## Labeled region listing
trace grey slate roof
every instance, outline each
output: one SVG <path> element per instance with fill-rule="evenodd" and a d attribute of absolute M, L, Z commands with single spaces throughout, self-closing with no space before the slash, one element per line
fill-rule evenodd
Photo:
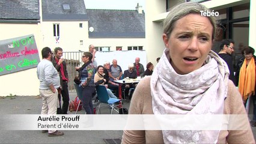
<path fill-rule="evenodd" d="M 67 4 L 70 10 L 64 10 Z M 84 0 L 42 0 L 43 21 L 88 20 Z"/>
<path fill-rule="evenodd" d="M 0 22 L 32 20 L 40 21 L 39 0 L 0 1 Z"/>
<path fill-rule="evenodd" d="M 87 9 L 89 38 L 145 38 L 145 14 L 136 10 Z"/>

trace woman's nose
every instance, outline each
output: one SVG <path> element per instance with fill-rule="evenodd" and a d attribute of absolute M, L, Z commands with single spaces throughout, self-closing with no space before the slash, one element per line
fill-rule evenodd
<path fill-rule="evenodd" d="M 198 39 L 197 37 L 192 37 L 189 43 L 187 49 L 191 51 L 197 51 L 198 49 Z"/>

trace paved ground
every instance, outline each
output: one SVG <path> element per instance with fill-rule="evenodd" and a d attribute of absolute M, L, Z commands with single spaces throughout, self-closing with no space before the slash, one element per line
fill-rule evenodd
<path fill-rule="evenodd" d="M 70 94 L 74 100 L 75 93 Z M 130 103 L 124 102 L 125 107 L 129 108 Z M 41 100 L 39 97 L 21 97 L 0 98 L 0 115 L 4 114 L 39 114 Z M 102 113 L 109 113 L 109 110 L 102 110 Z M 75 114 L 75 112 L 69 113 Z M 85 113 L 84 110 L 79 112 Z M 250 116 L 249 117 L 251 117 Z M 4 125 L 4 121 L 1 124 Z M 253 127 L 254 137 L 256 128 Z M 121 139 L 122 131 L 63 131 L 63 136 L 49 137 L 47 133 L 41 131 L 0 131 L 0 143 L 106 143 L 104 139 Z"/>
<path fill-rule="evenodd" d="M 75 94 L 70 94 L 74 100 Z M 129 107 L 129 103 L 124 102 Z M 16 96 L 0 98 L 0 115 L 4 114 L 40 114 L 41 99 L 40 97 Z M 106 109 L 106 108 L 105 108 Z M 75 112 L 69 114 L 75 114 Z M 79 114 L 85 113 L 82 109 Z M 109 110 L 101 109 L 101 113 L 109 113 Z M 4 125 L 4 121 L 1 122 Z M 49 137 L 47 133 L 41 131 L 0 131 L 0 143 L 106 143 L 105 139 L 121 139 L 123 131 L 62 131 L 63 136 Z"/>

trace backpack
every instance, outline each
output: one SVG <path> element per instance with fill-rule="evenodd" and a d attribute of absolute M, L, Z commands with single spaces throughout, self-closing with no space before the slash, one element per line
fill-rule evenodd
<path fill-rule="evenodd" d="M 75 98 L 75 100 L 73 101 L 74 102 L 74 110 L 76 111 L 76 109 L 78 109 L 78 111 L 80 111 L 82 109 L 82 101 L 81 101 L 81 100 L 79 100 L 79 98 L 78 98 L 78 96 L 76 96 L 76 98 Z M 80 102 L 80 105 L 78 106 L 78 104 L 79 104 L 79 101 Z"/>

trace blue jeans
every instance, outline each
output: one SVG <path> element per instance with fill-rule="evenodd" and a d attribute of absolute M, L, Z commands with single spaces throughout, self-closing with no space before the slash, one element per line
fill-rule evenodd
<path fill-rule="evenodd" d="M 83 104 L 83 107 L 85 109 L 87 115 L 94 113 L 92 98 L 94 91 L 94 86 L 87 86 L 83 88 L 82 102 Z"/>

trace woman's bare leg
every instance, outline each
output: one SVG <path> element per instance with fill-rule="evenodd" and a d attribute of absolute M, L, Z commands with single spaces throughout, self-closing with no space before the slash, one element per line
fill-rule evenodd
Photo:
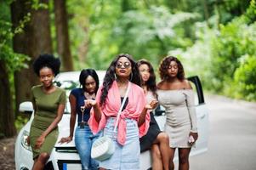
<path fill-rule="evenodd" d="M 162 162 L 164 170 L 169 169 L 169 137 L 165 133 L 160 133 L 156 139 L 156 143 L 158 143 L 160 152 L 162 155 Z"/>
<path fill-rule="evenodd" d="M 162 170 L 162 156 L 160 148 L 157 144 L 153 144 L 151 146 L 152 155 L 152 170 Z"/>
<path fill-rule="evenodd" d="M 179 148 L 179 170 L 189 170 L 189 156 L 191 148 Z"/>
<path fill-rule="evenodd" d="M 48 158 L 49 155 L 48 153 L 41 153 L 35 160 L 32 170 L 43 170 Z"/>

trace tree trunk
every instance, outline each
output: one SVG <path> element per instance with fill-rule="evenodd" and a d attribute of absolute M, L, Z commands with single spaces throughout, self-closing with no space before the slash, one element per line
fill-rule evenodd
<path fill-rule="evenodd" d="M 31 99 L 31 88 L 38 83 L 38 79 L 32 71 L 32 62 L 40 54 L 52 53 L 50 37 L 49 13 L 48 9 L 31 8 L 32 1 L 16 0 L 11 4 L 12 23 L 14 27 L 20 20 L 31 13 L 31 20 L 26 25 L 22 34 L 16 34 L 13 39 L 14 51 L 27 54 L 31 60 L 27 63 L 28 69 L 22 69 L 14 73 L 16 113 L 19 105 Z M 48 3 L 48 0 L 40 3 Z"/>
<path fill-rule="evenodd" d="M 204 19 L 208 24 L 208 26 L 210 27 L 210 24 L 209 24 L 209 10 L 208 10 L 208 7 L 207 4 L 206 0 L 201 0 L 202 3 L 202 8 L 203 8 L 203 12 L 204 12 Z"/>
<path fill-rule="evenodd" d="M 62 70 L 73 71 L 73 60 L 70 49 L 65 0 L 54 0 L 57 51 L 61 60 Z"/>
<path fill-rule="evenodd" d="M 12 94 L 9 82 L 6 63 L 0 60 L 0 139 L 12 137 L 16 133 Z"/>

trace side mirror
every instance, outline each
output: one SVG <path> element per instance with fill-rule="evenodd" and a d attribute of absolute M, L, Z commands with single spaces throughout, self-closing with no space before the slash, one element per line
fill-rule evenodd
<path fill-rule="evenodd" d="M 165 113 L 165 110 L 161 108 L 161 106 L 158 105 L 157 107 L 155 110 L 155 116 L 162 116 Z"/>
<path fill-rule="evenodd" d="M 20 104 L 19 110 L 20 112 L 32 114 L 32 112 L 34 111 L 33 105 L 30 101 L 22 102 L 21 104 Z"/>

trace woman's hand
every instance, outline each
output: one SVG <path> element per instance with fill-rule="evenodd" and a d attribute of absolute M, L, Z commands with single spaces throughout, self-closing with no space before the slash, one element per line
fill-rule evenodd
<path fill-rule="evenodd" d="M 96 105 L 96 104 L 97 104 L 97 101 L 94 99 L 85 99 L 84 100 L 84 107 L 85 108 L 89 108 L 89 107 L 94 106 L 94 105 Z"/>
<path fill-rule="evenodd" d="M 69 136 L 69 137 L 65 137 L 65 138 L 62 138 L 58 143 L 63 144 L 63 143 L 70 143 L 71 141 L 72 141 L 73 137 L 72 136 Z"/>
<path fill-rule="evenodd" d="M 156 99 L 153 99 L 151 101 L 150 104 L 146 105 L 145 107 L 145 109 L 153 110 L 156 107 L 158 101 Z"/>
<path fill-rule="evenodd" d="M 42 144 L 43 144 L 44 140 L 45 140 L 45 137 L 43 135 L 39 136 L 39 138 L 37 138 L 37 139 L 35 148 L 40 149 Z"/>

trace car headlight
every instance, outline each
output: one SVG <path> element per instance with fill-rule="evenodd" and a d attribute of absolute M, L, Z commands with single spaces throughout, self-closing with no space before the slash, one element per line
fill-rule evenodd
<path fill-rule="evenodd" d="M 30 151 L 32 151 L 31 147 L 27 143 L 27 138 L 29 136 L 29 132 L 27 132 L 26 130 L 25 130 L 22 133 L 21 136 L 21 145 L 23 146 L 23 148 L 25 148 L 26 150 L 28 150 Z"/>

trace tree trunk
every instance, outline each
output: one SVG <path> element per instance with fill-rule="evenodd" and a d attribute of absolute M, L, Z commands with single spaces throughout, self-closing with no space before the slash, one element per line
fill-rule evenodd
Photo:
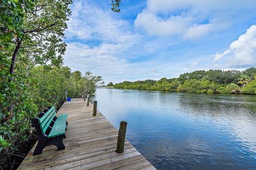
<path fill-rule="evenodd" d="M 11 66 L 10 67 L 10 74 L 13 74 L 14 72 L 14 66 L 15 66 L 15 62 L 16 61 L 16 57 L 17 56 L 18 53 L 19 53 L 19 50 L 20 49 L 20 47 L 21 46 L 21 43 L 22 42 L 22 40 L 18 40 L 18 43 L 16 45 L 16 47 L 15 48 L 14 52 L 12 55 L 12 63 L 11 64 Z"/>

## What the exercise asks
Write out the lines from the one holding "trace backpack" through the one holding "48 158 L 49", inclusive, replacing "blue jeans" with "denim pants" and keeping everything else the same. Leave out the pictures.

## Result for this exercise
trace backpack
every instance, outline each
output: one SVG <path> element per instance with fill-rule="evenodd" and a d attribute of absolute M, L, Z commands with single spaces throughout, self-closing with no space before the slash, one element per line
fill-rule evenodd
<path fill-rule="evenodd" d="M 75 98 L 75 100 L 73 101 L 74 102 L 74 110 L 76 111 L 76 109 L 78 109 L 78 111 L 80 111 L 82 109 L 82 101 L 81 101 L 81 100 L 79 100 L 79 98 L 78 98 L 78 96 L 76 96 L 76 98 Z M 80 102 L 80 105 L 78 106 L 78 104 L 79 104 L 79 101 Z"/>

trace denim pants
every instance, outline each
output: one SVG <path> element per instance with fill-rule="evenodd" and a d attribute of absolute M, L, Z commands with single spaces throughout, self-closing with no space before the slash, one element per line
fill-rule evenodd
<path fill-rule="evenodd" d="M 83 104 L 83 107 L 85 109 L 87 115 L 94 113 L 92 98 L 94 91 L 94 86 L 87 86 L 83 88 L 82 102 Z"/>

trace woman's bare leg
every instance, outline each
output: one SVG <path> element per instance with fill-rule="evenodd" and a d attribute of absolute M, L, Z commands with single spaces throughout, self-closing with no space before the slash, one element per line
fill-rule evenodd
Photo:
<path fill-rule="evenodd" d="M 162 162 L 164 170 L 169 169 L 169 137 L 165 133 L 160 133 L 156 139 L 156 143 L 158 143 L 160 152 L 162 155 Z"/>
<path fill-rule="evenodd" d="M 162 170 L 162 156 L 160 148 L 157 144 L 153 144 L 151 146 L 152 155 L 152 170 Z"/>
<path fill-rule="evenodd" d="M 179 148 L 179 170 L 189 170 L 189 156 L 191 148 Z"/>
<path fill-rule="evenodd" d="M 48 158 L 49 155 L 48 153 L 41 153 L 35 160 L 32 170 L 43 170 Z"/>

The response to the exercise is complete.